* **Complete the following**
1. In the essay on living through the economic collapse, how does the writer feel for a few hours after returning home from the bank?
2. Extend the essay on living through the economic collapse with one or two further paragraphs, beginning after its final sentence and keeping its first-person voice and tone.

* **Page excerpt**
======
It is undeniable fact that before Oct. 17, 2019, we lived in a different country — a different world — than the one in which we live now. We are now in uncharted territory, where so many familiar landscapes have become nightmarish distortions of themselves.
For example, what I had not anticipated about living in this economic collapse is how it would turn routine errands into emotionally exhausting ordeals. The mere anticipation of a trip to the bank now sets me to rattling with anxiety. Once there, it is rage that takes over. Rage and humiliation. To shuffle up before the teller, to ask quietly for what is mine as though it were not, to be aware that I have simply accepted the banks’ monstrous theft of our money — it is humiliating. But then here are the tellers smiling like everything is normal as they tell you, “No, sorry, you may not,” and here we all are, politely in line, thanking the tellers as though they weren’t the lowly enforcers following the banking mafia’s orders, and I want to rip out the nearest bench from its bolts and set to smashing everything, screaming bloody murder the whole time. Once back home, I can do nothing for a few hours. I am mentally and physically spent.
======
* **Recorded information**
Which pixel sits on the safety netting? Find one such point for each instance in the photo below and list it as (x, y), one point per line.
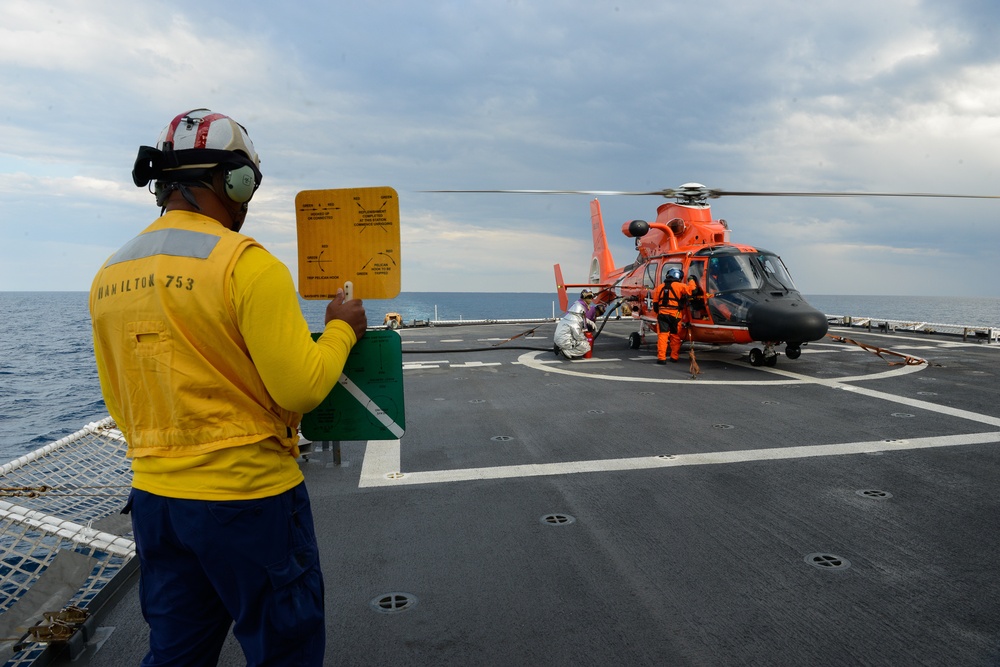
(62, 538)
======
* **Solved problems**
1. The writer can do nothing for a few hours and feels mentally and physically spent.

2.
Somehow worse than a trip to the bank, however, is the trip to the supermarket. There, there is also rage (there is always rage), but its fire is overwhelmed by the waves of panic and despair that nearly knock me off my feet in the aisles. The prices change so quickly and so much, I feel I’m losing my grip on time, on reality. How can cooking oil be LL80,000? Wasn’t it LL50,000 last week? Or was that last month? (How much did it cost in the old world, the world I remember less and less?) How much will it cost tomorrow? (What will tomorrow even look like?) If yesterday’s outrageous price becomes today’s longed-for bargain, should I buy this oil now, even though I haven’t quite run out yet, because next time it might cost in the millions?
I place the oil into my cart and the worst, most vast feeling of all overtakes me, the one that makes me dread the trip to the supermarket most. Guilt. I feel guilty that placing the oil into my cart is such a simple act for me. Though I have choked back anxiety at the price, though I have made panicked calculations in my head about best value for money, I am acutely aware that I don’t need to wait in line for subsidized oil (or sugar or flour), hoping they don’t run out before I get to the front of the line, or fearing that some burly man will snatch what I get out of my hands before I can make it to the cashier. I am also aware that there are others for whom even the subsidized goods are out of reach. And the name for that awareness is guilt.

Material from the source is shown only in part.